§ **Stated task**: Find every line in the entries below that contains the word "cloud", and copy each one.

§ **Working data**:
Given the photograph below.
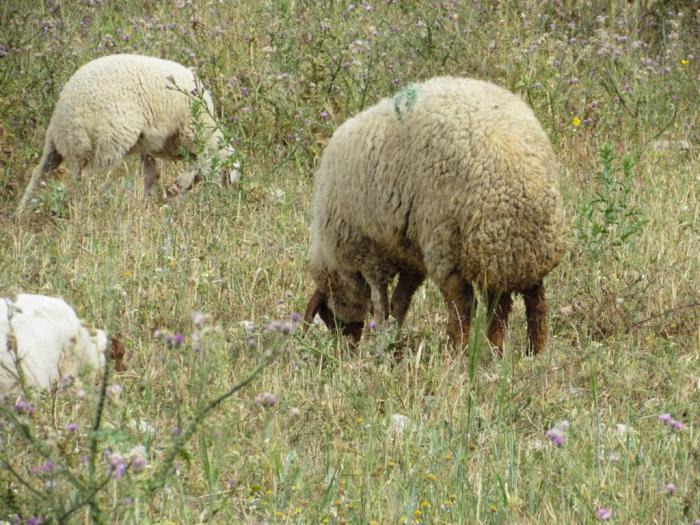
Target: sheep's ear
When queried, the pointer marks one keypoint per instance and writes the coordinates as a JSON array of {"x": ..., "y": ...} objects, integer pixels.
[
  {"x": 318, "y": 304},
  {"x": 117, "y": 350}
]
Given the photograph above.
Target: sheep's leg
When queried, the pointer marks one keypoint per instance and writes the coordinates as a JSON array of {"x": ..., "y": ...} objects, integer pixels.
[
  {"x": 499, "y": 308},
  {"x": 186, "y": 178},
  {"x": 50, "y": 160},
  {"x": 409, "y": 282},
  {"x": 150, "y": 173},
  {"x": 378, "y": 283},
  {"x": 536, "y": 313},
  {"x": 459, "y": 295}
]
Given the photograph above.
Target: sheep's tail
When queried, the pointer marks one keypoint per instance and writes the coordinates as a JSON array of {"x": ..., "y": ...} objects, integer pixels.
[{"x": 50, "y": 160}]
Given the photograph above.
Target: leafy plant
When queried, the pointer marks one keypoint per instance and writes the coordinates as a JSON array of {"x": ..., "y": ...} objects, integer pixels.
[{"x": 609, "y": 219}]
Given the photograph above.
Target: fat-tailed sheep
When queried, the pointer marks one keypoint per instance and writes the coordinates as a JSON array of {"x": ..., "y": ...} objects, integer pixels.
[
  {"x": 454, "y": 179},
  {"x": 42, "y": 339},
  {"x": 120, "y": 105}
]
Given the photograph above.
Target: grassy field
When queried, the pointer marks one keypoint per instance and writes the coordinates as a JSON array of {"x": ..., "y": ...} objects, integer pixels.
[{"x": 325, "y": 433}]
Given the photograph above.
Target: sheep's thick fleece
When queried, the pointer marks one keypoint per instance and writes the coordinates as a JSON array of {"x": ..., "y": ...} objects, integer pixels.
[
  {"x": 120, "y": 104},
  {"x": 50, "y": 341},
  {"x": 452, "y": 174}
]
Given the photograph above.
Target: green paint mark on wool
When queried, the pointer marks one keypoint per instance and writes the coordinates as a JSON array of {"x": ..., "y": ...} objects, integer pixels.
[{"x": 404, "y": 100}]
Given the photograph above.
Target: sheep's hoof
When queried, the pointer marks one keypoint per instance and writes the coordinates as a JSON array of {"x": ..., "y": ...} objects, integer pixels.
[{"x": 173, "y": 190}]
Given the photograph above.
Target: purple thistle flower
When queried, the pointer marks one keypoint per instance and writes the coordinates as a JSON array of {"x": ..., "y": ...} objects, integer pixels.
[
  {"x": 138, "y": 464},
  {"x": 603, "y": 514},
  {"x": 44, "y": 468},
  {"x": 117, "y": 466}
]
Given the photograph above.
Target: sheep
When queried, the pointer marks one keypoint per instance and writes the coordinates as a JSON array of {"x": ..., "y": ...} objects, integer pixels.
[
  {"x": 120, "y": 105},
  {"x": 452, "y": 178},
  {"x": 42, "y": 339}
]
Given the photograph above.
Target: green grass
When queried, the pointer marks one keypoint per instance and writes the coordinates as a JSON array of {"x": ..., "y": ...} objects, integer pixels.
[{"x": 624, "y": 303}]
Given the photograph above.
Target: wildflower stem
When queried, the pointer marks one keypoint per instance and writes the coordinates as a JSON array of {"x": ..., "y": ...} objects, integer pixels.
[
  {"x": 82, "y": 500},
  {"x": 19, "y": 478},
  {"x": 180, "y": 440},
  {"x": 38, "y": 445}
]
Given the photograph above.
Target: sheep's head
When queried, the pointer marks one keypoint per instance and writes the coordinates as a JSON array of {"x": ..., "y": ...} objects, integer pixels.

==

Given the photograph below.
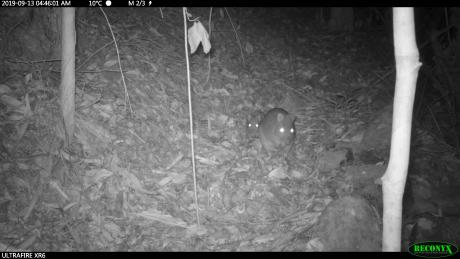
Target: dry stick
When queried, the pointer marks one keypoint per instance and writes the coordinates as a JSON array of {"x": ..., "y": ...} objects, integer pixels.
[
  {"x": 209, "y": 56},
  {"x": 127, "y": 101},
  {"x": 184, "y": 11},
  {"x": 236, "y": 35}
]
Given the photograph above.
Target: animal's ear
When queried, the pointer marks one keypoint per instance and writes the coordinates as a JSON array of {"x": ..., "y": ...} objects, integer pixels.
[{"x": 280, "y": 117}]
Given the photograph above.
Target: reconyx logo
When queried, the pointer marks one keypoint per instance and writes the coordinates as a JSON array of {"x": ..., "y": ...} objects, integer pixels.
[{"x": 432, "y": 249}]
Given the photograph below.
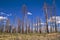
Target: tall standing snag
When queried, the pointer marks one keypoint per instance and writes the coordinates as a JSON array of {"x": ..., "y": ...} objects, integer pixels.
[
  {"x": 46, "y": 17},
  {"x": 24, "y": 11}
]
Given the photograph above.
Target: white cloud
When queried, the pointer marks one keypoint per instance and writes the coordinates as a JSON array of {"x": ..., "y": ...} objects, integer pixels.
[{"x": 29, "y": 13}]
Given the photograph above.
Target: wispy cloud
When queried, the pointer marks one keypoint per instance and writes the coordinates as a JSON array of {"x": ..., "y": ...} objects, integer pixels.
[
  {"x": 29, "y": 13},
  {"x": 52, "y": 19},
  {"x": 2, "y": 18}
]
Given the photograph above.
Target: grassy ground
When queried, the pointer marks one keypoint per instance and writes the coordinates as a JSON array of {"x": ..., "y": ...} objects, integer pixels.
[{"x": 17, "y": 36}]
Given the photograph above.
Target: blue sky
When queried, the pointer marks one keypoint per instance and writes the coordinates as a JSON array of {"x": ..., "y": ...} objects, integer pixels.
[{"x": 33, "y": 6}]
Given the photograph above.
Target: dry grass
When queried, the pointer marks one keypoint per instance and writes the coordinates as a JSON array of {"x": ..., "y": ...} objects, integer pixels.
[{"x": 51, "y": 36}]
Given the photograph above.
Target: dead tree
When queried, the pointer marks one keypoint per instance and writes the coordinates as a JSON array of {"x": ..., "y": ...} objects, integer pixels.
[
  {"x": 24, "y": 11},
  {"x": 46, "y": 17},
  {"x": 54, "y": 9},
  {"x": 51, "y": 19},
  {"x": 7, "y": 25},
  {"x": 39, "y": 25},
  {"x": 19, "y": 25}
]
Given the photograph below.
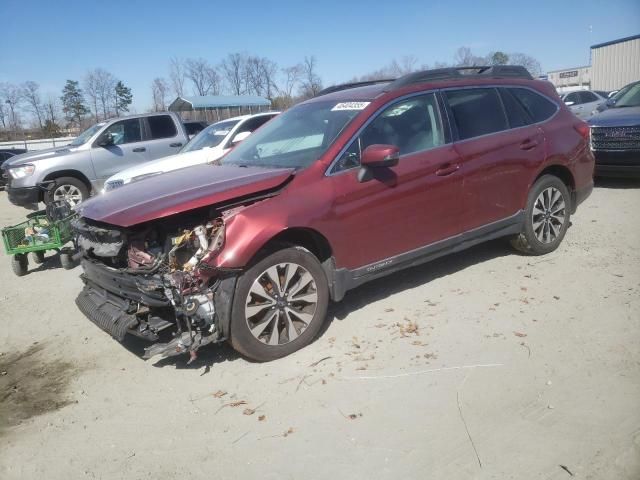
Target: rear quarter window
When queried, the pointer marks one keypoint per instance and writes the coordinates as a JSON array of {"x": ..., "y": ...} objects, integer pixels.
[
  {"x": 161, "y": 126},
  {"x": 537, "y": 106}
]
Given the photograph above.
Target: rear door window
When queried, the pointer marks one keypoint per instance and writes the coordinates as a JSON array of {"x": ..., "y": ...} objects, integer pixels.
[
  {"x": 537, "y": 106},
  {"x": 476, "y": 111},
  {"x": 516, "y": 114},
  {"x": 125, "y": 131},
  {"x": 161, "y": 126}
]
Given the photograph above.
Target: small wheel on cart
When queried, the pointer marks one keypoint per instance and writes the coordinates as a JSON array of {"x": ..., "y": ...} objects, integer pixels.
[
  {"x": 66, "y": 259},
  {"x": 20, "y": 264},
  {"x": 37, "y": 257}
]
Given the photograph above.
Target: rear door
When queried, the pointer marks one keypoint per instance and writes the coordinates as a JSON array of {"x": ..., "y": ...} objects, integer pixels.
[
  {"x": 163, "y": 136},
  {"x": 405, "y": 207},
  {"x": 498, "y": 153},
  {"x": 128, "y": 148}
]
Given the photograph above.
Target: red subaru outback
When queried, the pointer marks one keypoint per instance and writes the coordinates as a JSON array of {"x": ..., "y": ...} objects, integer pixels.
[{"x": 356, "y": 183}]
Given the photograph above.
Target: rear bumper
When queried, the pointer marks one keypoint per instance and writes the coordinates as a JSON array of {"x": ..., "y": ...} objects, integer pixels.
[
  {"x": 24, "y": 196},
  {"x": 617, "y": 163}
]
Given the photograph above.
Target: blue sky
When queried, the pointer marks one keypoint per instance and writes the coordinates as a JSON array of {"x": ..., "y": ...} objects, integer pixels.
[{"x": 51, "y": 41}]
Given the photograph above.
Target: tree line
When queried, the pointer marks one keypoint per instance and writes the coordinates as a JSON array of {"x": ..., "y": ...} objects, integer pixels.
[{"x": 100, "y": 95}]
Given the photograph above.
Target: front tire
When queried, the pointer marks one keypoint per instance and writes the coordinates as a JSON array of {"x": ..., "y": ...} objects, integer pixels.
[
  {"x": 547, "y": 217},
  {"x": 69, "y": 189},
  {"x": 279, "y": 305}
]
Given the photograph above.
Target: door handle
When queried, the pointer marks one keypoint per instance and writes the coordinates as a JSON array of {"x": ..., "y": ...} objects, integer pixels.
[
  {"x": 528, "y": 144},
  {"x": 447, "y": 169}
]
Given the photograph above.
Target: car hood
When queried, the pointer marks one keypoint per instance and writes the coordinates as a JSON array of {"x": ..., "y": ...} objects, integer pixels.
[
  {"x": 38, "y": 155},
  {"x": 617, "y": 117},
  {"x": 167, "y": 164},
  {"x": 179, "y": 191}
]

§ **Answer to the task**:
Target: white cloud
Target: wispy cloud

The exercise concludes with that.